Listed records:
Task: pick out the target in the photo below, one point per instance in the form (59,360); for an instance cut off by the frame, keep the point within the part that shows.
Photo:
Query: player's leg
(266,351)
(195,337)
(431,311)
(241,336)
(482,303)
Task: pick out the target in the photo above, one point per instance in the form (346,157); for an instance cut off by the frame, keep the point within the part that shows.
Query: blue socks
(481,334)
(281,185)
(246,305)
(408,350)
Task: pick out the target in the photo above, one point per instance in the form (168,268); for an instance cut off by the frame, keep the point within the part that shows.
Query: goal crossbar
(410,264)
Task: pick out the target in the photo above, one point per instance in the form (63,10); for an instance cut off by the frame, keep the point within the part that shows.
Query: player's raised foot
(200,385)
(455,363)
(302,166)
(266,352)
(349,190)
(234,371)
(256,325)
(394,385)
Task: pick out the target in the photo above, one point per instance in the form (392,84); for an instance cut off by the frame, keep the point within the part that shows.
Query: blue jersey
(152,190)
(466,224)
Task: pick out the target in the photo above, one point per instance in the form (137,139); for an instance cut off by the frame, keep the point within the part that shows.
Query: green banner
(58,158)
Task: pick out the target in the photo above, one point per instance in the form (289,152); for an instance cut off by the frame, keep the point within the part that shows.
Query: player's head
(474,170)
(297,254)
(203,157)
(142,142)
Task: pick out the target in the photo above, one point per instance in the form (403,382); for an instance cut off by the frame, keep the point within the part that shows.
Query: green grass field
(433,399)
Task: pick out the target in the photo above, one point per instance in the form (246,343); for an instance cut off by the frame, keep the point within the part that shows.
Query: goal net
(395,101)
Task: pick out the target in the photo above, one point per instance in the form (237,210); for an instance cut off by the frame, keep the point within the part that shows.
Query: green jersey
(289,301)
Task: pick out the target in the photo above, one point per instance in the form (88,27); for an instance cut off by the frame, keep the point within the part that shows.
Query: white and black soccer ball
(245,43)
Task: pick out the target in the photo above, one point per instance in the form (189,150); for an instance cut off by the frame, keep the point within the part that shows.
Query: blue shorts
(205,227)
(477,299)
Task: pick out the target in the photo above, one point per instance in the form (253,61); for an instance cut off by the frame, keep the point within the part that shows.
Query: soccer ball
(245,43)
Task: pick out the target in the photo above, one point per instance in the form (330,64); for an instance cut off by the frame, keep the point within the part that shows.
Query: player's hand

What is asked:
Without leaving anything out, quote all the data.

Response:
Task: pick out the target in the photo below, one point per instance in the form (59,360); for an instance cut off by the frame, keep the point within the part that shows.
Photo:
Query: player's leg
(266,351)
(195,337)
(431,311)
(241,336)
(482,303)
Task: pick out the target in the photo above, one point per instance in the form (346,157); for an instance cut off by the frame, keep the point within the part that shows.
Query: blue socks
(481,334)
(281,185)
(246,305)
(408,350)
Task: pick out the target in the photo above, one point per instance in the form (168,268); for an instance cut off by the frame, keep the point within the part that shows.
Query: goal crossbar
(410,264)
Task: pick out the target in the photo above, one point per instance in the form (63,10); for an instance cut off by the frame, keep the point within the part that shows.
Query: player's raised foot
(200,385)
(455,363)
(302,166)
(266,352)
(349,190)
(234,371)
(256,325)
(394,385)
Task: pick out the target in the photo above, one point per instance in the form (392,84); for an instance cut off by the frame, keep the point within the part that shows.
Query: blue jersey
(152,190)
(466,224)
Task: pick out the target in the photo above, one point per instance in the form (137,139); for an instance cut off by the frame, keep the point within the part that shows.
Query: green banner
(58,158)
Task: pick out the target in the photo above, one point per instance in the form (289,152); for an instance cut off by the frame, keep the point within the part that shows.
Query: player's head
(474,170)
(297,254)
(203,157)
(142,142)
Task: pick out the target in the photo above, one point per instance in the form (403,382); for an instance cut off by the frame, keep the point within the part that shows.
Query: green grass field
(433,399)
Task: pick out the target in the photo above, one point per instance in the form (246,343); for an instance cut off by the frame, keep the point within the part that shows.
Query: goal net
(395,101)
Task: pick out the target in the photo above, one point per instance in the form (237,210); for an instance cut off by the frame, keep the point within the part that shows.
Query: green jersey
(289,301)
Task: pick out the target in the photo above, one point per instance in the form (88,27); for an instance cut off by the frame, keep the point within the part that shows.
Query: white and black soccer ball
(245,43)
Task: pick out the target in the photo above, one point per instance in the form (189,150); for an instance cut off by the frame, keep the point within the part that shows.
Query: blue shorts
(205,227)
(477,299)
Task: pick out the target in the photo above, one point per instance in the form (253,61); for an instance cut off by the frame, keep the point within the part that shows.
Query: soccer ball
(245,43)
Task: pick out the target in the photo above, one point per instance in the form (330,64); for an instance cut off by the frame, keep the point within the part that shows.
Query: player's hand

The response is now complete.